▶ **DATOS DEL EJERCICIO**
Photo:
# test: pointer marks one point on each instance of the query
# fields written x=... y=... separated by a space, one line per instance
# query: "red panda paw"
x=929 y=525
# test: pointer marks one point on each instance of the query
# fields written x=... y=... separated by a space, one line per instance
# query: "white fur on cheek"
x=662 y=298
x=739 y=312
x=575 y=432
---
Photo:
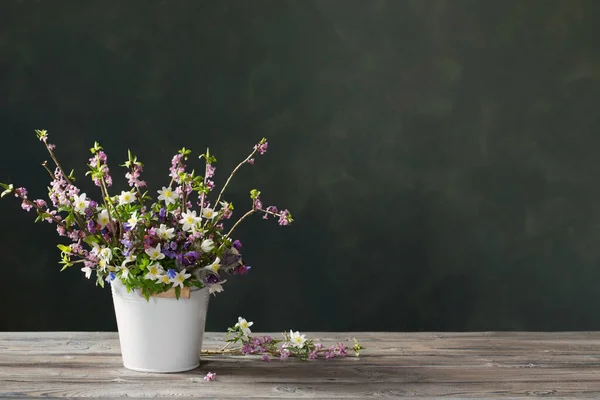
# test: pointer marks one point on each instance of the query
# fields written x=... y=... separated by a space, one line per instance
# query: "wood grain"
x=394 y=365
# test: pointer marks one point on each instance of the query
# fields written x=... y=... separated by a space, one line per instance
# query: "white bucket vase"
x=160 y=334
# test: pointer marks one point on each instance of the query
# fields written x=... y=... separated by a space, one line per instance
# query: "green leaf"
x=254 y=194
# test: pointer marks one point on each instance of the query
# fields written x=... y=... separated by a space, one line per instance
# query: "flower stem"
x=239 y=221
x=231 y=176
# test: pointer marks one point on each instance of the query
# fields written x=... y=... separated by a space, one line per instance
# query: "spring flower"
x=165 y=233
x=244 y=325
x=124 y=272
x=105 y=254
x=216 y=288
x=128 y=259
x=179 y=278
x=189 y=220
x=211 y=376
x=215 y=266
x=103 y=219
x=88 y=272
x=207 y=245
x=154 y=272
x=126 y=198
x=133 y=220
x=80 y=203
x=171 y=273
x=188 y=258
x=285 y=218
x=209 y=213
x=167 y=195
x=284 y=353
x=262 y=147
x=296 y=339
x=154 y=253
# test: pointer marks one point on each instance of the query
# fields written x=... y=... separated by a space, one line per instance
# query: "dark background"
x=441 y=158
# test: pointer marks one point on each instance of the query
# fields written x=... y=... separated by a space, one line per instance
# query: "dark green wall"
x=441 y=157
---
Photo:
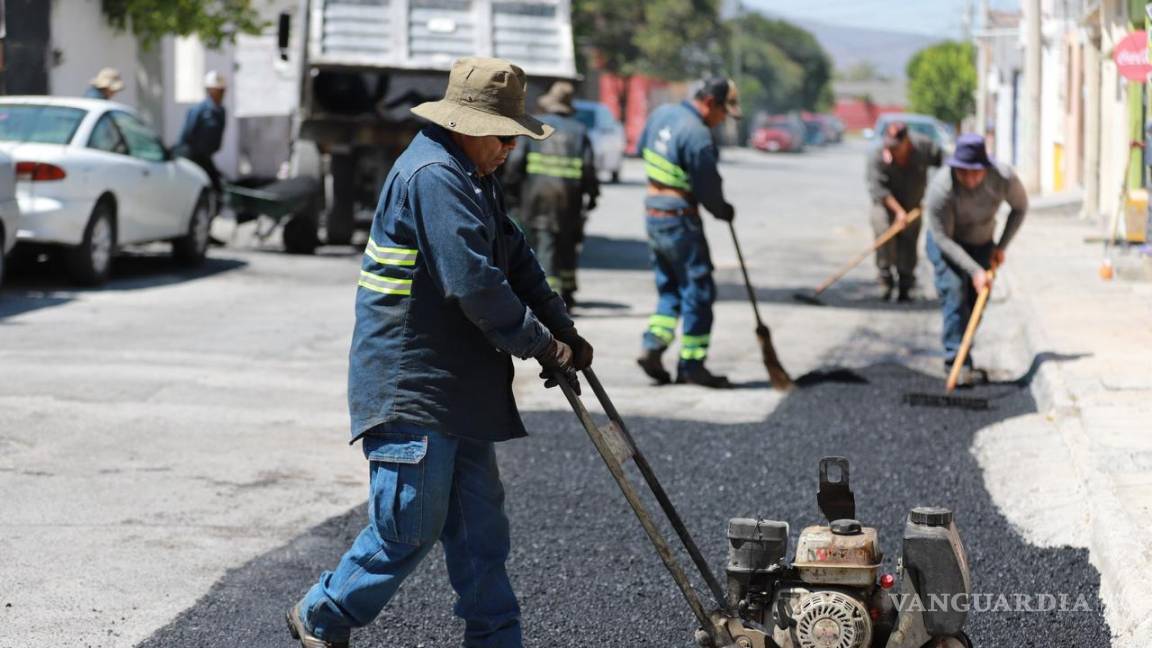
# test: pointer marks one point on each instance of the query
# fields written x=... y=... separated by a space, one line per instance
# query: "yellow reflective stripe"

▶ **DETALLES DEL EJERCICIO**
Identifica en los registros de arriba todas las líneas que contienen la palabra "green" y cópialas. Distingue entre mayúsculas y minúsculas.

▶ **RESPUESTA**
# query: "green leaf"
# query: "dark green wall"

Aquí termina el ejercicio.